### TEKS BACAAN

Dengan skema cessie, BCA tidak lagi mencatat piutang macetnya di laporan keuangannya. Selain itu, kerugian pengalihan aset dengan skema cessie tersebut sudah dioffset dengan biaya cadangan piutang tak tertagih pada tahun 1998 senilai Rp5,59 triliun dan Rp31,48 miliar. Pada tahun 1999, kerugian pengalihan hak cessie sebesar Rp149,64 miliar juga sudah dibebankan sebagai pengurang di dalam menghitung PPh Badan.

Proses keberatan

BCA lalu mengajukan surat keberatan tanggal 17 Juni 2003 dan diterima DJP pada 19 Juni 2003. Sesuai aturan, DJP punya waktu 12 bulan untuk proses keberatan sampai 18 Juni 2004. Tim penelaah keberatan DJP awalnya tetap mempertahankan ketiga koreksi yang menjadi sengketa. Tim justru menambah satu koreksi lagi terkait laba program rekapitalisasi senilai Rp10,75 triliun. DJP menilai, BCA menerima laba dari program rekapitalisasi sehingga jadi objek PPh.

Untuk perkuat alasan keberatan, BCA sampaikan data tambahan bahwa BPPN selaku pengambil alih piutang macet BCA berhasil melakukan penagihan piutang macet senilai Rp3,29 triliun. Data ini disampaikan menjelang akhir batas waktu proses keberatan. Kata BCA, hasil penagihan tersebut menjadi hak BPPN. Jika BCA menghapus piutang macet dan berhasil melakuan penagihan Rp3,29 triliun, otomatis penghasilan tersebut menjadi hak BCA. Akan tetapi, hal ini tidak terjadi karena ada cessie.

######

TUGAS —
Dapatkah Anda menyalin persis bagian teks tentang keberatan pajak BCA di atas, mulai dari "Dengan skema cessie, BCA" sampai ke "jadi objek PPh."?

### BAHAN YANG DISEDIAKAN

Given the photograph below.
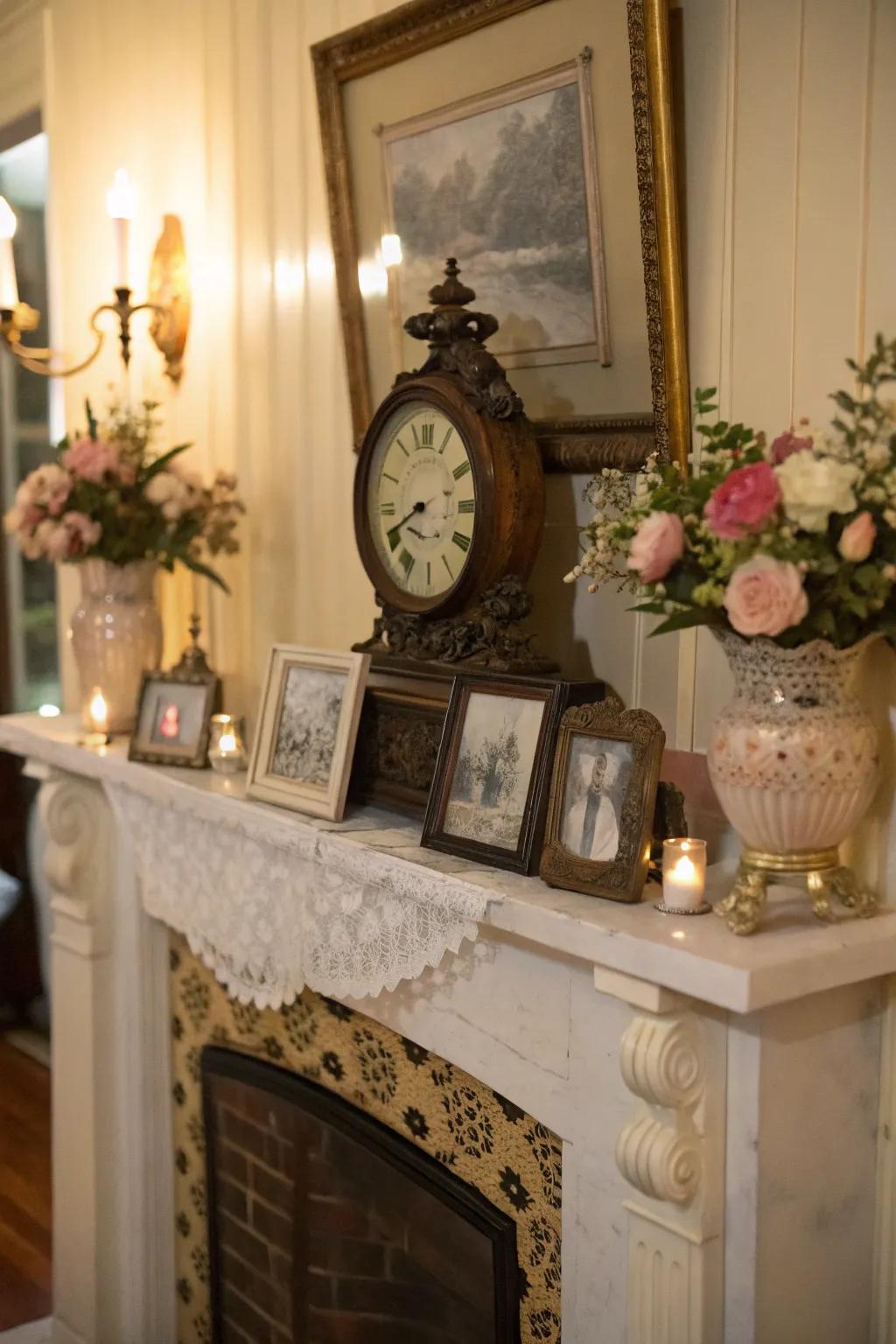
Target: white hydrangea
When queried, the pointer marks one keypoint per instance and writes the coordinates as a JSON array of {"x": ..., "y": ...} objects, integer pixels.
[{"x": 813, "y": 488}]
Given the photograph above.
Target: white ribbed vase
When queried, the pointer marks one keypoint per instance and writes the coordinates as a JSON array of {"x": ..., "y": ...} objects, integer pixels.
[
  {"x": 116, "y": 636},
  {"x": 794, "y": 756}
]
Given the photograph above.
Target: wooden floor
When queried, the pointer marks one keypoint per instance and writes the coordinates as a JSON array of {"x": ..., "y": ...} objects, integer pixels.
[{"x": 24, "y": 1188}]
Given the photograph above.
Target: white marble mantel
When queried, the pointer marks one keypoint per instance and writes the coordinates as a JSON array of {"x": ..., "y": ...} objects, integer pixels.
[{"x": 718, "y": 1098}]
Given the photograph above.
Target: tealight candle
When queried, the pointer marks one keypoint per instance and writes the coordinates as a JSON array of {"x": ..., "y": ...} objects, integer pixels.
[
  {"x": 684, "y": 874},
  {"x": 97, "y": 719},
  {"x": 226, "y": 746}
]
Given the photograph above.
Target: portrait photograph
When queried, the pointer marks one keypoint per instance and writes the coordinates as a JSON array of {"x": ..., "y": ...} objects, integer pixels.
[
  {"x": 306, "y": 729},
  {"x": 598, "y": 774},
  {"x": 512, "y": 178},
  {"x": 601, "y": 812},
  {"x": 172, "y": 721}
]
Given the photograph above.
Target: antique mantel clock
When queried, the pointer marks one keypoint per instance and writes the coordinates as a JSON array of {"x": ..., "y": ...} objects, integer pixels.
[
  {"x": 449, "y": 499},
  {"x": 449, "y": 512}
]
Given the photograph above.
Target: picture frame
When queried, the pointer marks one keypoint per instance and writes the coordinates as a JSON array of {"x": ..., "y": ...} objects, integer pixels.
[
  {"x": 173, "y": 718},
  {"x": 444, "y": 43},
  {"x": 306, "y": 729},
  {"x": 601, "y": 812},
  {"x": 494, "y": 770}
]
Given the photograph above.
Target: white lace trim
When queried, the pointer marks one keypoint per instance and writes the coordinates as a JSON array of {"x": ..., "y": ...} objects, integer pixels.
[{"x": 274, "y": 907}]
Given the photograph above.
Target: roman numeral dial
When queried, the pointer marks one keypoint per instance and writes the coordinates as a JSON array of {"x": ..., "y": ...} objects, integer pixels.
[{"x": 421, "y": 500}]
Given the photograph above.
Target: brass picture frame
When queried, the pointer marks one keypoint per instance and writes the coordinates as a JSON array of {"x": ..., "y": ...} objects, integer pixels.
[
  {"x": 584, "y": 443},
  {"x": 639, "y": 741}
]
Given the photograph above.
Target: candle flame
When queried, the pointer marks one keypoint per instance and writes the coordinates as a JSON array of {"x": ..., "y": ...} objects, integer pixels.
[
  {"x": 7, "y": 220},
  {"x": 121, "y": 198},
  {"x": 684, "y": 870},
  {"x": 98, "y": 711}
]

######

JAWABAN LATIHAN —
Dengan skema cessie, BCA tidak lagi mencatat piutang macetnya di laporan keuangannya. Selain itu, kerugian pengalihan aset dengan skema cessie tersebut sudah dioffset dengan biaya cadangan piutang tak tertagih pada tahun 1998 senilai Rp5,59 triliun dan Rp31,48 miliar. Pada tahun 1999, kerugian pengalihan hak cessie sebesar Rp149,64 miliar juga sudah dibebankan sebagai pengurang di dalam menghitung PPh Badan.

Proses keberatan

BCA lalu mengajukan surat keberatan tanggal 17 Juni 2003 dan diterima DJP pada 19 Juni 2003. Sesuai aturan, DJP punya waktu 12 bulan untuk proses keberatan sampai 18 Juni 2004. Tim penelaah keberatan DJP awalnya tetap mempertahankan ketiga koreksi yang menjadi sengketa. Tim justru menambah satu koreksi lagi terkait laba program rekapitalisasi senilai Rp10,75 triliun. DJP menilai, BCA menerima laba dari program rekapitalisasi sehingga jadi objek PPh.